Image-grounded pointing data
□ □ □

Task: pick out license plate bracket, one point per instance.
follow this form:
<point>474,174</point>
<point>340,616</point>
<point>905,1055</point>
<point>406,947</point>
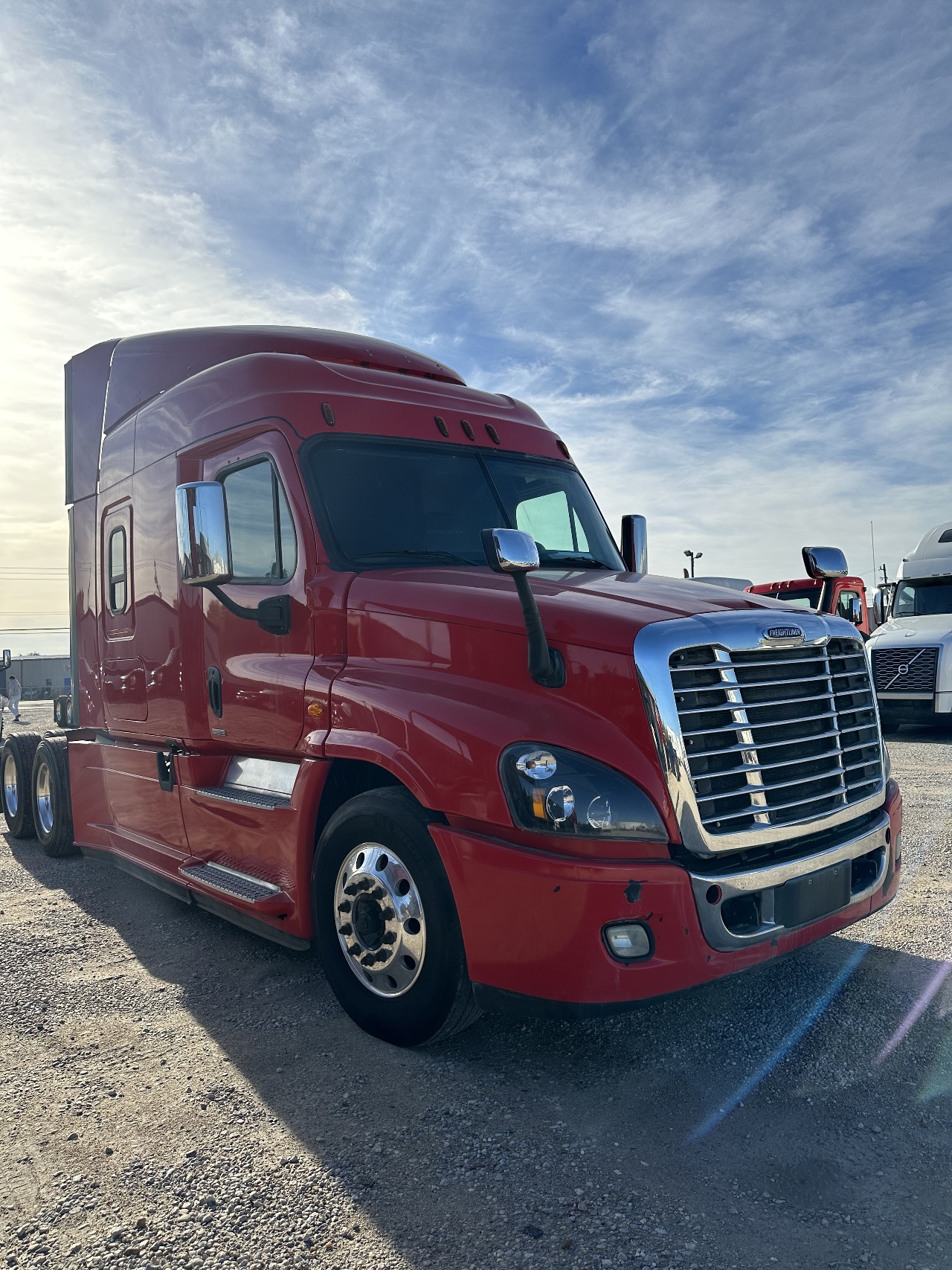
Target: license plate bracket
<point>805,899</point>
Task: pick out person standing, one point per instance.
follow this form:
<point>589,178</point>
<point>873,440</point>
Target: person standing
<point>13,696</point>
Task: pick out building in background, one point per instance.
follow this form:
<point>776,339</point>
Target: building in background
<point>39,676</point>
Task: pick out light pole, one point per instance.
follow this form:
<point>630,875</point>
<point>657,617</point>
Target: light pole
<point>693,555</point>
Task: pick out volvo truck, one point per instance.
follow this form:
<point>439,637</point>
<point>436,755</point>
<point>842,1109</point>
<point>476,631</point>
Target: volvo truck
<point>358,666</point>
<point>912,652</point>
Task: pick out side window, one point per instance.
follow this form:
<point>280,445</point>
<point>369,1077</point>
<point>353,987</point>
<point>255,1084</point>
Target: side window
<point>551,522</point>
<point>118,572</point>
<point>263,545</point>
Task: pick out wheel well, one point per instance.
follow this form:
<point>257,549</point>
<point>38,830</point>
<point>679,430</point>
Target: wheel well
<point>347,779</point>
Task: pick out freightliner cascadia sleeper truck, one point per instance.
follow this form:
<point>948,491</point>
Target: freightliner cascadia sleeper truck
<point>831,589</point>
<point>357,663</point>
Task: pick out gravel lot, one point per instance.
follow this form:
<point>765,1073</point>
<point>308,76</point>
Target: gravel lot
<point>179,1092</point>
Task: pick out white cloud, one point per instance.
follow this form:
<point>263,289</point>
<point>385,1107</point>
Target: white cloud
<point>704,240</point>
<point>93,246</point>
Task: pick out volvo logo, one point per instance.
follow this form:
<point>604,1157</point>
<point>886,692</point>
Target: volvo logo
<point>783,632</point>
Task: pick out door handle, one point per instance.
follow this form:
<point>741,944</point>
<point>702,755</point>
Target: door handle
<point>215,690</point>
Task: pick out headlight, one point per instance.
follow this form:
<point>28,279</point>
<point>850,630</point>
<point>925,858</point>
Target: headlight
<point>553,790</point>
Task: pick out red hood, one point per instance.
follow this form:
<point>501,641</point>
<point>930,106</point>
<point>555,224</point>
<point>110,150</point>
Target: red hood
<point>583,606</point>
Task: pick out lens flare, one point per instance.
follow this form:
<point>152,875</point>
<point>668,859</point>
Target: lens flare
<point>916,1014</point>
<point>786,1045</point>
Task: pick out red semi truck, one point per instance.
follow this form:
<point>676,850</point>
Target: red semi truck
<point>357,663</point>
<point>831,589</point>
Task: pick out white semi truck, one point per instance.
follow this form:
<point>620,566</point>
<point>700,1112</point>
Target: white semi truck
<point>912,652</point>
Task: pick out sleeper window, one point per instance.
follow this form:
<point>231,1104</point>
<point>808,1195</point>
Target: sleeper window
<point>118,572</point>
<point>263,546</point>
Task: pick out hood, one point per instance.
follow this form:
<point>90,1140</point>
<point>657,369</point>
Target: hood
<point>932,629</point>
<point>580,606</point>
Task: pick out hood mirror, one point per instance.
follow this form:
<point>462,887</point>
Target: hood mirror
<point>826,563</point>
<point>510,550</point>
<point>880,606</point>
<point>515,553</point>
<point>635,544</point>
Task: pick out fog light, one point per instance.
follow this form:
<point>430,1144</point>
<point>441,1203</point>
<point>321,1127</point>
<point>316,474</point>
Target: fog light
<point>628,941</point>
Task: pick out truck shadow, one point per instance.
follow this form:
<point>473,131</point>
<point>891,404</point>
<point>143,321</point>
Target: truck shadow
<point>515,1114</point>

□ □ □

Try it: Give all the entries again exactly, dropping each picture.

Answer area:
Task: pick out license plate bracket, one point per instance.
follow this form:
<point>474,174</point>
<point>340,616</point>
<point>905,1055</point>
<point>406,947</point>
Target: license plate bracket
<point>805,899</point>
Task: pick out person standing, one point per instance.
follow this form:
<point>589,178</point>
<point>873,440</point>
Target: person standing
<point>13,696</point>
Task: pick out building in background, one point per instance.
follow this form:
<point>776,339</point>
Target: building in background
<point>39,676</point>
Task: pick out light pole, one point per instance.
follow this form:
<point>630,875</point>
<point>657,617</point>
Target: light pole
<point>693,555</point>
Task: pick out volvo truck, one point per instance.
follow this form:
<point>439,637</point>
<point>436,755</point>
<point>842,1109</point>
<point>476,631</point>
Target: volvo truck
<point>358,666</point>
<point>912,652</point>
Task: pick out side window, one point per instance.
follow this form:
<point>280,445</point>
<point>369,1077</point>
<point>353,987</point>
<point>255,1084</point>
Target: side window
<point>551,522</point>
<point>118,572</point>
<point>263,545</point>
Task: pick out wheel well, one point per instance.
follow this form:
<point>257,549</point>
<point>38,830</point>
<point>679,430</point>
Target: wheel well
<point>347,779</point>
Task: pick out freightliner cascadia sleeper truck, one point per instance.
follow this form:
<point>948,491</point>
Target: freightliner cascadia sleeper truck
<point>831,589</point>
<point>357,663</point>
Task: pick out gravel lot, one point per instance.
follow this form:
<point>765,1073</point>
<point>308,76</point>
Target: gravel lot
<point>179,1092</point>
Task: pick out white cloud, one point per instance.
follow this form:
<point>263,289</point>
<point>385,1107</point>
Target: white cloud
<point>704,240</point>
<point>93,246</point>
Task: pick out volvo logo, one point per instance.
follow this form:
<point>604,1157</point>
<point>886,692</point>
Target: volvo logo
<point>783,632</point>
Task: pick out door handle, one point per instance.
follow this form:
<point>741,944</point>
<point>702,755</point>
Target: door handle
<point>215,690</point>
Task: pick out headlight, one point per instance.
follow this form:
<point>28,279</point>
<point>850,630</point>
<point>925,858</point>
Target: headlight
<point>553,790</point>
Task: pick out red hood, one point per instance.
follow this form:
<point>501,641</point>
<point>930,106</point>
<point>555,224</point>
<point>110,150</point>
Target: red hood
<point>583,606</point>
Task: pick out lens flare, one point per instance.
follow this form:
<point>152,875</point>
<point>668,859</point>
Target: lens flare
<point>916,1014</point>
<point>786,1045</point>
Task: pick out red semi truck, one point per instance.
follow this form:
<point>676,850</point>
Target: red semi truck
<point>357,663</point>
<point>831,589</point>
Task: pick out white semi truck, one point per instance.
follow this form:
<point>620,566</point>
<point>700,1112</point>
Target: white semi truck
<point>912,652</point>
Task: pick out sleeper window, one point per instance.
follow this form:
<point>231,1104</point>
<point>808,1195</point>
Target: sleeper window
<point>118,572</point>
<point>263,546</point>
Task: pick out hood, one point per instance.
follow this form:
<point>90,1140</point>
<point>657,369</point>
Target: hood
<point>932,629</point>
<point>580,606</point>
Task: pick out hood mirror, one point per instance.
follow this form:
<point>462,887</point>
Target: hood mirror
<point>826,563</point>
<point>510,550</point>
<point>880,606</point>
<point>515,553</point>
<point>635,544</point>
Task: pick out fog light, one point per instance.
follow this form:
<point>430,1144</point>
<point>441,1203</point>
<point>321,1127</point>
<point>316,474</point>
Target: fog light
<point>628,941</point>
Task: pick out truck shadow, one point per instance.
follow this form:
<point>473,131</point>
<point>891,404</point>
<point>143,321</point>
Target: truck shadow
<point>515,1114</point>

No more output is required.